Texto para leitura
----------------

Você conhece o verbo ‘adentrar’? Usa-o como sinônimo do popular ‘entrar’? Certamente, você não diz “Acabei de entrar para dentro de casa”, como soe acontecer com alguns desavisados. Perdoemos o homem iletrado, entretanto, que poderia usar “Nunca entrei dentro desse salão”, referindo-se à monumental Igreja do Bonfim, em Salvador, a capital dos festeiros soteropolitanos e de todos os baianos.
Entrar é verbo intransitivo. Nada se precisa dizer ao ser usado, exceto que se diga o lugar em que se deu a entrada – o chamado adjunto adverbial de lugar. Ele entrou na loja. Adentrar, por outro lado, muito usado em matéria jornalística ou jurídica, é verbo transitivo direto – tem o objeto direto como complemento. Quem adentra, adentra um lugar. Não se pode, porém, como vem acontecendo em alguns artigos de cunho policial nesta Cidade, dizer “adentrou no recinto”. Ou se diz “Entrou no recinto” ou “Adentrou o recinto”. No primeiro contexto, temos o adjunto adverbial de lugar (no recinto), por ser verbo intransitivo, e no segundo, o objeto direto (o recinto), por ser verbo transitivo direto.
Não fica mais elegante assim? Note como fica claro: Ele entrou na loja. Ele adentrou a loja. “Adentrar na loja” é muito similar a “Entrar para dentro”.
A lei seca tem tentado coibir alguns incautos que bebem e querem dirigir. Dia desse, um motorista mais ébrio que bebum na festa de Pamplona, na Espanha, a correr atrás de boi-miúra – tem um chifre de arrebentar tripa de elefante – disse: “Não tem problema; eu ganho mais de vinte mil por mês… para pagar essa multa” (pouco mais de cem reais).

----------------

Linhas de um conjunto de dados de segmentação:
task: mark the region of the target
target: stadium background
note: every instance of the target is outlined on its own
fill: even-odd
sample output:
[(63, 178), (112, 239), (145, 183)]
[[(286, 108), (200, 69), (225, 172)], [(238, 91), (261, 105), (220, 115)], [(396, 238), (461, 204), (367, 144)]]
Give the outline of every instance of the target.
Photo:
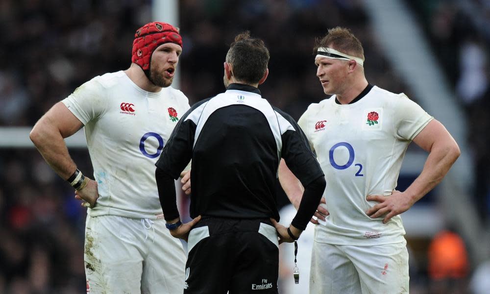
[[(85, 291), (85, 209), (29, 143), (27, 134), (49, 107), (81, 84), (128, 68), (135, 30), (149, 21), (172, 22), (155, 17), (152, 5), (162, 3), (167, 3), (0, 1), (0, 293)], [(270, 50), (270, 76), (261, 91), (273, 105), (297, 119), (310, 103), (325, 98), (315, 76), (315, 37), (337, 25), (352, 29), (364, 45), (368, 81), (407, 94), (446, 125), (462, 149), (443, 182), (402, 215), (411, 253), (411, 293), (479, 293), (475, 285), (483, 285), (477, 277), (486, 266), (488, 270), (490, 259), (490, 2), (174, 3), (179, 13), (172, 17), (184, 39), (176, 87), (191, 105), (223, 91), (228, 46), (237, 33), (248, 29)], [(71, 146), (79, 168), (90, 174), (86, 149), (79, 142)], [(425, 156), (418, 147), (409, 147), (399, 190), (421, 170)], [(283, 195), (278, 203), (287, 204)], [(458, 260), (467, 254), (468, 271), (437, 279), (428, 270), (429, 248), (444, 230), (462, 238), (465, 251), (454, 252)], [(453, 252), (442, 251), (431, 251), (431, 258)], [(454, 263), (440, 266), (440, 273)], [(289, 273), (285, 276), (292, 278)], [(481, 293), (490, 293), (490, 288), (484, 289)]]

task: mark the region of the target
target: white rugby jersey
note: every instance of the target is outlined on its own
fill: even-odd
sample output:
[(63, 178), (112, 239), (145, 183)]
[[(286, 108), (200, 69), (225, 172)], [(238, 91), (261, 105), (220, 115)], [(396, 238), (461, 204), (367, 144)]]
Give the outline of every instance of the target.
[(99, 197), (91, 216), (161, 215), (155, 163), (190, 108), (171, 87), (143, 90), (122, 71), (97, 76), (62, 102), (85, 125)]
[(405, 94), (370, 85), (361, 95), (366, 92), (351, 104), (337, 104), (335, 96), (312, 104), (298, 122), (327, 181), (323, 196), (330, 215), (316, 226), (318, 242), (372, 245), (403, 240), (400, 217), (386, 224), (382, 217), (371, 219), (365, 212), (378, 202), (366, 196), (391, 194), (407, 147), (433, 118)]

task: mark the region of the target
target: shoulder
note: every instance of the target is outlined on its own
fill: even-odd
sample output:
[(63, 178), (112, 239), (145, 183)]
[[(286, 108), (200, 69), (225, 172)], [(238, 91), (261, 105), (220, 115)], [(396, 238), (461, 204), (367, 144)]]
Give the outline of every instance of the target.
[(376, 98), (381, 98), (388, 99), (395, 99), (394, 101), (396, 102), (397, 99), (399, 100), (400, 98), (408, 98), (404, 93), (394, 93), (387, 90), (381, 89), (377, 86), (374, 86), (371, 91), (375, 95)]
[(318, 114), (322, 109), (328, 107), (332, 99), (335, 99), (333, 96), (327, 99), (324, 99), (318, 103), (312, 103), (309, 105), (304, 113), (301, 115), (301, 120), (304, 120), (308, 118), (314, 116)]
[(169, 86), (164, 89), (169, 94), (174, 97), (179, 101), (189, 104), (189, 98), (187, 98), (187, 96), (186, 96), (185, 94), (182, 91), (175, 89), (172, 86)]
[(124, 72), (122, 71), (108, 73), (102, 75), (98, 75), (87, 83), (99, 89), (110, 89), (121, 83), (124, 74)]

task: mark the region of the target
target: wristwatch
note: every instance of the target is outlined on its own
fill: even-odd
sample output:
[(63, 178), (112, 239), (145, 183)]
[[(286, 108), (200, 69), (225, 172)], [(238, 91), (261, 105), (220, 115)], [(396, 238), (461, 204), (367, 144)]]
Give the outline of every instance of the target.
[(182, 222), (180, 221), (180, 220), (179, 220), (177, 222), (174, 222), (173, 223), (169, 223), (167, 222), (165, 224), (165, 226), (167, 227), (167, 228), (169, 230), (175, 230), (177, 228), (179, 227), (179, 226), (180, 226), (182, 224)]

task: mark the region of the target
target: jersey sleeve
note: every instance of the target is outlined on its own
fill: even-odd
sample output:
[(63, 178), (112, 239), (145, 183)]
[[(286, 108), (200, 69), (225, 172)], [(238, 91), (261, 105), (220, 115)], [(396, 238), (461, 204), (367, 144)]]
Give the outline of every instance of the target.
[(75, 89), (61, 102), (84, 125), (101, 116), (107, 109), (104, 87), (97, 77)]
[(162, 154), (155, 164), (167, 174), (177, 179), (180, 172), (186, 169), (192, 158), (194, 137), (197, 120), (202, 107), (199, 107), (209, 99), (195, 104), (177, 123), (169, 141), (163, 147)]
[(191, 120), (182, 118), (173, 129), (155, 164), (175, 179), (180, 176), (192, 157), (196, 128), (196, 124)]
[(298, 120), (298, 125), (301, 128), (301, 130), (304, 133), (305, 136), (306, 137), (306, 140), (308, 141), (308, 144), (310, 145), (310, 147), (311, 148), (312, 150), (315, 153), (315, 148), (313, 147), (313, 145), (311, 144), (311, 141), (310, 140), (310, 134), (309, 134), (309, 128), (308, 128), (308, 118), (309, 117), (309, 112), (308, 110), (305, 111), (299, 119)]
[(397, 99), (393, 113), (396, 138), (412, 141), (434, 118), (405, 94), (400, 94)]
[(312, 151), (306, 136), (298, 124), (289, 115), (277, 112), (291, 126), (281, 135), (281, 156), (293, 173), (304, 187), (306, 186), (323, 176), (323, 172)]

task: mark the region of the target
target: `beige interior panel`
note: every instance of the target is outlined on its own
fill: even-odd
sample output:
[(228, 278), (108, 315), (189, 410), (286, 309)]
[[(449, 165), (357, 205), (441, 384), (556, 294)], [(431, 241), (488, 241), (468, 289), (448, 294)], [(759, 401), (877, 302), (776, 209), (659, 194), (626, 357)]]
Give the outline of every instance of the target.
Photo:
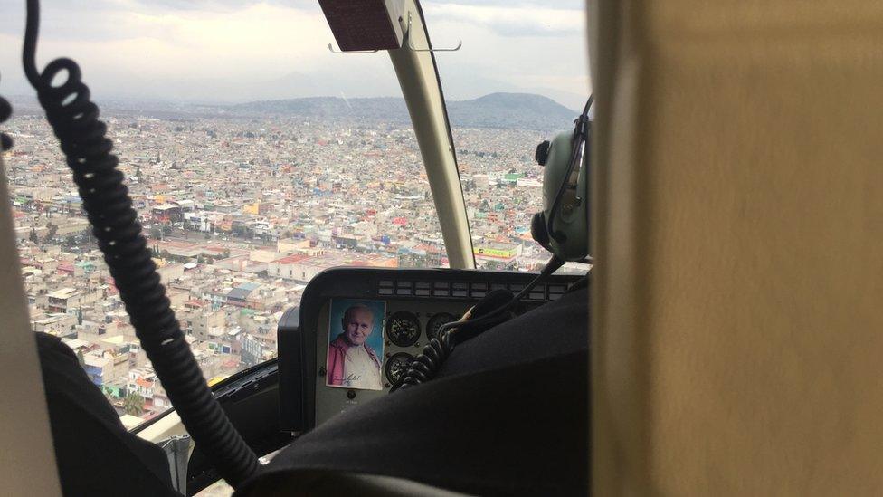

----------------

Tarefa breve 1
Segundo o texto sobre o verbo “adentrar”, que tipo de verbo é “adentrar”?
Tarefa breve 2
Prossiga com o texto sobre o verbo “adentrar” a partir do ponto em que ele termina.
Os itens não são necessários.

Resposta 1
É verbo transitivo direto, que tem o objeto direto como complemento.

Resposta 2
A lei tem boa intenção; o que falta é Ética a alguns que bebem no momento errado. Muitos invólucros de bebidas alcoólicas (al-co-ó-li-cas – soletre corretamente) têm trazido a advertência “Se beber não dirija”. É que essa expressão deveria, por estar em ordem inversa, conter uma vírgula – Se beber, não dirija.
A ordem direta, nesse caso, é começar com a oração principal – ‘… não dirija’. “Se beber” é oração subordinada adverbial condicional, e como sua função é completar o sentido da principal, deve vir após esta. Note que veio em primeiro plano, e por isso deveria ser separada por uma vírgula, embora a ausência da vírgula não prejudique o aspecto semântico da frase. Se beber, não dirija.
Colocada na ordem direta (já explicada), nesse momento a vírgula é dispensada: Não dirija se beber. O que se pensa é que alguém poderia considerar a ordem direta menos enfática, razão por que dá preferência à indireta. Vejo que alguém começou esse bordão ‘Se beber não dirija’ motivado por propaganda que se tornou conhecida, e agora todos pensam que essa é a melhor ordem.
E não é. Quem a escolhe é você. Uma ou outra, todavia, ambas são corretas, mas o livre arbítrio da escolha é que decide o estilo de cada escritor. A imitação ou a cola é que não devem existir.
O uso de vírgula em excesso – é bom que se lembre isso – dá a virgulose, um erro tão eficaz quanto o fato de nenhuma vírgula ser usada.
A expressão direta ou indireta é dirigida a quem lê, e quem é o sujeito da frase? É exatamente o leitor, que, pela terminação verbal, trata-se de “você”, o sujeito oculto da frase. Se beber – quem? Você. Não dirija – quem? Você.
Gostou do comentário? É que essa frase, muito conhecida na ordem inversa (ou indireta), poderia ser considerada incorreta em outra, que não é do conhecimento do fulano que bebe.
A propósito, ‘alcoólicas’, palavra que nem sempre é bem pronunciada, não deve ser confundida com ‘alcoólatras’, pessoas que ‘amam’ o álcool. Assim, deve-se dizer que existem Associação de Alcoólatras Anônimos, aquelas que tentam tirar o vício do cidadão. A comumente usada não tem muita lógica no seu aspecto semântico para a finalidade a que se destina: Associação Alcoólica Anônima.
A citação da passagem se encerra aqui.